▶ _ПОСТАВЛЕННАЯ ЗАДАЧА 1_
Укажите полностью каждую строку записей, в которой встречается слово «vertices».

▶ _ФРАГМЕНТ ТЕКСТА_

○ ○ ○

Николай Солодников: Защитить Северную Корею или замочить Манского?
Даниил Дондурей: Ну, Манский, посмотрите, не такой уж большой и страшный, чего его мочить. И потом, здесь люди не важны. Важны какие-то колоссальные ценностные точки, восклицательные знаки, который поставил Швыдкой. Поставил, рискуя своей мощнейшей репутацией. Это человек, которому завтра лететь не только в Пхеньян, но и в Париж, Нью-Йорк, и так далее. Это для него очень серьезно. То есть, видимо, он хотел сказать нам что-то очень важное. Наша задача - увидеть это и каким-то образом на это отреагировать. Что означает, то что серьезный ученый и умнейший политик так жертвует своей репутацией?
Николай Солодников: Ну, понятно, что кто-то попросил, нет?
Даниил Дондурей: Не все так просто.
Николай Солодников: Виталий, а как, на ваш взгляд, это происходило? Вы тоже, судя по всему, хорошо знаете Михаила Ефимовича Швыдкого, вас с ним связывают длительные отношения. У картины была бы судьба в любом случае — вы крупный мастер, все фестивали класса А приняли бы ее с радостью. Они же понимали, что теперь вокруг картины разгорится история, и Швыдкой это понимал. Почему он это сделал? Кто дал эту отмашку?
Даниил Дондурей: Это пиар в интересах «Артдокфеста», я думаю!

○ ○ ○

▶ _Сохраненные данные_
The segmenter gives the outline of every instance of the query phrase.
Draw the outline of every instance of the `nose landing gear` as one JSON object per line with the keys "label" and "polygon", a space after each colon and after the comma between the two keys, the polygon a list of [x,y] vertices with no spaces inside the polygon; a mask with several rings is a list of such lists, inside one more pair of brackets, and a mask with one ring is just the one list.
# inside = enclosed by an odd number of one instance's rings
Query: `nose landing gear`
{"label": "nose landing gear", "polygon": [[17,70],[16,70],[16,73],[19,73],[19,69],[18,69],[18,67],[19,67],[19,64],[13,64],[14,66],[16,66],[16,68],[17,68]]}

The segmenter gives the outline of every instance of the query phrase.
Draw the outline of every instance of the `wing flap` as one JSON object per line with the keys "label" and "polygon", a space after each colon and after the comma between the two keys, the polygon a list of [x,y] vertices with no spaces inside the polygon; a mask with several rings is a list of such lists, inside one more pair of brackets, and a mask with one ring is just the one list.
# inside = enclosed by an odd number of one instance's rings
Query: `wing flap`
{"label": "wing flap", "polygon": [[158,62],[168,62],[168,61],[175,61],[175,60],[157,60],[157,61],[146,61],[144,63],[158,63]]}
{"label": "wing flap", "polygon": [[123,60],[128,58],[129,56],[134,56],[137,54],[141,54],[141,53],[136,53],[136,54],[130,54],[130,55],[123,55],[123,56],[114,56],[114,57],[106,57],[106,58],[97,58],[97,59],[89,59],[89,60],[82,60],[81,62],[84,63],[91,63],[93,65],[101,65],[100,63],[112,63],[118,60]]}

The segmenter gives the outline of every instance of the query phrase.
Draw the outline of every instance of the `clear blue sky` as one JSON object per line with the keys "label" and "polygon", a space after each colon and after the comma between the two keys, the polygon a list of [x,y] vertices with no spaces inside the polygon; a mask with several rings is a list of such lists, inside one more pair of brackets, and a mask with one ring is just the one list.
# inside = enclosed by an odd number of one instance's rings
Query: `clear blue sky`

○ ○ ○

▶ _ПОСТАВЛЕННАЯ ЗАДАЧА 2_
Перепишите из приведенного выше текста отрывок от слов «Николай Солодников: Ну, понятно, что» до слов «дал эту отмашку?» включительно.

▶ _ПРАВИЛЬНЫЙ ОТВЕТ 1_
Draw the outline of every instance of the `nose landing gear` as one JSON object per line with the keys "label" and "polygon", a space after each colon and after the comma between the two keys, the polygon a list of [x,y] vertices with no spaces inside the polygon; a mask with several rings is a list of such lists, inside one more pair of brackets, and a mask with one ring is just the one list.
Draw the outline of every instance of the `wing flap` as one JSON object per line with the keys "label" and "polygon", a space after each colon and after the comma between the two keys, the polygon a list of [x,y] vertices with no spaces inside the polygon; a mask with several rings is a list of such lists, inside one more pair of brackets, and a mask with one ring is just the one list.
Draw the outline of every instance of the `clear blue sky` as one JSON object per line with the keys "label" and "polygon", a space after each colon and after the comma between the two keys, the polygon a list of [x,y] vertices with no spaces inside the polygon; a mask with several rings is a list of such lists, inside one more pair of brackets, and a mask with one ring is just the one list.

▶ _ПРАВИЛЬНЫЙ ОТВЕТ 2_
Николай Солодников: Ну, понятно, что кто-то попросил, нет?
Даниил Дондурей: Не все так просто.
Николай Солодников: Виталий, а как, на ваш взгляд, это происходило? Вы тоже, судя по всему, хорошо знаете Михаила Ефимовича Швыдкого, вас с ним связывают длительные отношения. У картины была бы судьба в любом случае — вы крупный мастер, все фестивали класса А приняли бы ее с радостью. Они же понимали, что теперь вокруг картины разгорится история, и Швыдкой это понимал. Почему он это сделал? Кто дал эту отмашку?